> _OBJECTIVE_:
Print the listing below in its entirety, character for character.

Excerpts from point annotation data:
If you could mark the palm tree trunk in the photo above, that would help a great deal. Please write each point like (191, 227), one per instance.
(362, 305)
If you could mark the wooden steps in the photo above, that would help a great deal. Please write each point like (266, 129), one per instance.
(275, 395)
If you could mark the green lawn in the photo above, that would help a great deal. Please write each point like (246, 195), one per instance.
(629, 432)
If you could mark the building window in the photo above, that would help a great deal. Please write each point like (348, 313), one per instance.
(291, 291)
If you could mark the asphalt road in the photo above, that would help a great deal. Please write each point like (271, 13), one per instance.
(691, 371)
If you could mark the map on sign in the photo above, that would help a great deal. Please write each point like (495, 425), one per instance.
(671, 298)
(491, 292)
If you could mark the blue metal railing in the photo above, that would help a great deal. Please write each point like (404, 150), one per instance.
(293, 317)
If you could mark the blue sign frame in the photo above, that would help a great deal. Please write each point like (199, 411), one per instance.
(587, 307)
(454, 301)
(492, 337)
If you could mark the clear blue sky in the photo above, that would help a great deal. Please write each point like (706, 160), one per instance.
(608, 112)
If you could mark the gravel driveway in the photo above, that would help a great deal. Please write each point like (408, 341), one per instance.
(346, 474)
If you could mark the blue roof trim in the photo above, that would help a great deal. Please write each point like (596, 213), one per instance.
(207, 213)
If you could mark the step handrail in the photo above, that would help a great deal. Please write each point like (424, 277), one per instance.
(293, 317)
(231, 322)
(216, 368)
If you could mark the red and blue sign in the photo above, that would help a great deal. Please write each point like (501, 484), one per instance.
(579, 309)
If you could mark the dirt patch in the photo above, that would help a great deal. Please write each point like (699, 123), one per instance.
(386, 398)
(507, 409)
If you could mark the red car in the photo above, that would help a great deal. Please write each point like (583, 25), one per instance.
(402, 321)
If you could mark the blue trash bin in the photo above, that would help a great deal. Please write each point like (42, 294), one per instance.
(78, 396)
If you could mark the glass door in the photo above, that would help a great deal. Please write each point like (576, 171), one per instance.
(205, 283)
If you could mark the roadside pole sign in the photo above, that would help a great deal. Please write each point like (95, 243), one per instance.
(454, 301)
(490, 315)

> _EXERCISE RESPONSE_:
If you could mark the palm tree trunk in the photo above, that would help a great deal. Please write each point like (191, 227), one per instance.
(362, 305)
If you could mark the wooden steps in the photo above, that would help a great deal. Please write each point like (266, 129), one per instance.
(275, 395)
If you could mark the green lawn in the photo above, that would help a great deal. Please write each point like (246, 195), one per instance.
(629, 432)
If you could mark the building window in the photo above, that would help a great deal. Please write each point like (348, 313), one per instance.
(291, 291)
If you could mark the asphalt road in the photo above, that would help a great deal. Please write each point like (271, 13), one per instance.
(691, 371)
If you could mark the map on sign in the photo above, that would help a great deal. Please write each point like (495, 425), one per instance.
(671, 298)
(491, 292)
If you could mark the blue metal railing in the photo above, that would help a great deal. Please write each point like (404, 150), one per instance.
(293, 317)
If you could mark the blue sign frame in the photo above, that would help a great deal. Please write each point like (199, 411), one per instance.
(587, 307)
(454, 301)
(492, 337)
If you could mark the clear blue sky in the photo above, that would help a great deal. Please write each point like (706, 160), one per instance.
(608, 112)
If you could mark the gravel driveway in the photo above, that would help a great deal. Please write each point like (408, 341), one per instance.
(346, 474)
If you could mark the blue roof trim in the photo above, that would help a great deal. Please write each point like (596, 213), one per instance.
(207, 213)
If you could mark the step handrail in the photo above, that would help a great deal. Please write each point like (424, 277), one per instance.
(293, 317)
(231, 322)
(216, 368)
If you could mark the red and blue sign in the photo above, that would help a great deal. Please write each point like (501, 484), one per instance.
(579, 309)
If you could mark the dirt patch in the photo above, that would help a great deal. Please write each point like (699, 123), one per instance.
(386, 398)
(507, 409)
If you could mark the red car in the photo above, that would help a great deal. Please write each point like (583, 25), one per instance.
(402, 321)
If you could mark the blue trash bin in the photo above, that would help a great deal. Please write each point like (42, 294), one per instance.
(78, 396)
If you could mark the glass door in the photo above, that would help a great deal. Please write each point like (576, 171), one per instance.
(205, 283)
If you could mark the roadside pole sign in the photo above, that would help a great deal. Please write each point like (95, 243), one per instance.
(454, 301)
(490, 315)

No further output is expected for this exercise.